:: Photo labels with boxes ::
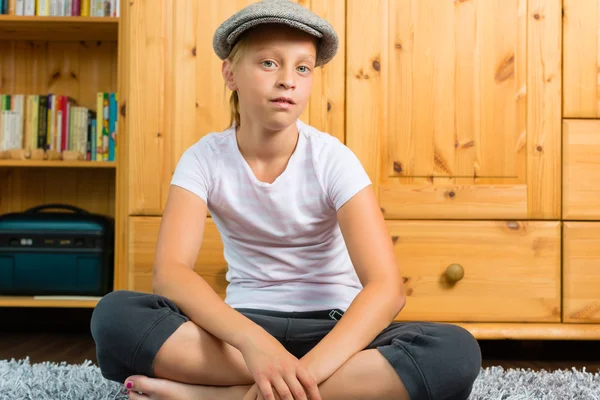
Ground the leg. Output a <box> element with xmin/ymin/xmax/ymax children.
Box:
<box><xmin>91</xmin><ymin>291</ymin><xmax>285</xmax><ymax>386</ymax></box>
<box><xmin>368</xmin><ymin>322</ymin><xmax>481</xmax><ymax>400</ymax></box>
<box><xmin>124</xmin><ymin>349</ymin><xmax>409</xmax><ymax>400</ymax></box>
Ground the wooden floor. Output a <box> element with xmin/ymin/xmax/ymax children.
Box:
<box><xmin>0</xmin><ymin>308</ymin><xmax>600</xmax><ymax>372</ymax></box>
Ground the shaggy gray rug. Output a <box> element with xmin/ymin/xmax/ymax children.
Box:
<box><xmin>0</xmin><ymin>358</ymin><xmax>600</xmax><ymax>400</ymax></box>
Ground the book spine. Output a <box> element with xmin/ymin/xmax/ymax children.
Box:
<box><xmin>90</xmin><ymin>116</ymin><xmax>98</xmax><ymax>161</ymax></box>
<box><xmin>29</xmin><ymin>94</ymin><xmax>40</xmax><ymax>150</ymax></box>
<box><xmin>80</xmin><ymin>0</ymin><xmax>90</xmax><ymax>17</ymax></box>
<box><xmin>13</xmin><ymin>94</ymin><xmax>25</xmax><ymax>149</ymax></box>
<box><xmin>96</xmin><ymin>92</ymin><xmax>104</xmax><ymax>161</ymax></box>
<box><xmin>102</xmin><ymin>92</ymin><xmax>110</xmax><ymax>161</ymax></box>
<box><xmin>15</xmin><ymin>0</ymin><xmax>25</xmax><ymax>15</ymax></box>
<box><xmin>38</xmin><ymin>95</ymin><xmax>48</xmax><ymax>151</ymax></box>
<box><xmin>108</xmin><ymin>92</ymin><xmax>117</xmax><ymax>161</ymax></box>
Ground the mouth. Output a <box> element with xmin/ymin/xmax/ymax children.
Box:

:: STATED TASK ::
Reproduce every line of the listing above verbatim, omitting the pictures.

:: COMPLETED EXERCISE ::
Ground the leg. Output a <box> element with xmin/ymin/xmax/ymax children.
Box:
<box><xmin>91</xmin><ymin>291</ymin><xmax>285</xmax><ymax>386</ymax></box>
<box><xmin>368</xmin><ymin>322</ymin><xmax>481</xmax><ymax>400</ymax></box>
<box><xmin>124</xmin><ymin>349</ymin><xmax>409</xmax><ymax>400</ymax></box>
Ground the wooden floor. Output a <box> element with xmin/ymin/xmax/ymax children.
Box:
<box><xmin>0</xmin><ymin>308</ymin><xmax>600</xmax><ymax>372</ymax></box>
Ground the shaggy gray rug. Output a <box> element with xmin/ymin/xmax/ymax children.
Box:
<box><xmin>0</xmin><ymin>358</ymin><xmax>600</xmax><ymax>400</ymax></box>
Ground the book spine. Output a <box> element with xmin/ymin/xmax/ymax children.
Box:
<box><xmin>90</xmin><ymin>116</ymin><xmax>98</xmax><ymax>161</ymax></box>
<box><xmin>29</xmin><ymin>94</ymin><xmax>40</xmax><ymax>150</ymax></box>
<box><xmin>80</xmin><ymin>0</ymin><xmax>90</xmax><ymax>17</ymax></box>
<box><xmin>13</xmin><ymin>94</ymin><xmax>25</xmax><ymax>149</ymax></box>
<box><xmin>96</xmin><ymin>92</ymin><xmax>104</xmax><ymax>161</ymax></box>
<box><xmin>102</xmin><ymin>92</ymin><xmax>110</xmax><ymax>161</ymax></box>
<box><xmin>15</xmin><ymin>0</ymin><xmax>25</xmax><ymax>15</ymax></box>
<box><xmin>38</xmin><ymin>95</ymin><xmax>48</xmax><ymax>151</ymax></box>
<box><xmin>108</xmin><ymin>92</ymin><xmax>117</xmax><ymax>161</ymax></box>
Ground the mouth. Output a <box> element with xmin/ymin/xmax/ymax children.
Box:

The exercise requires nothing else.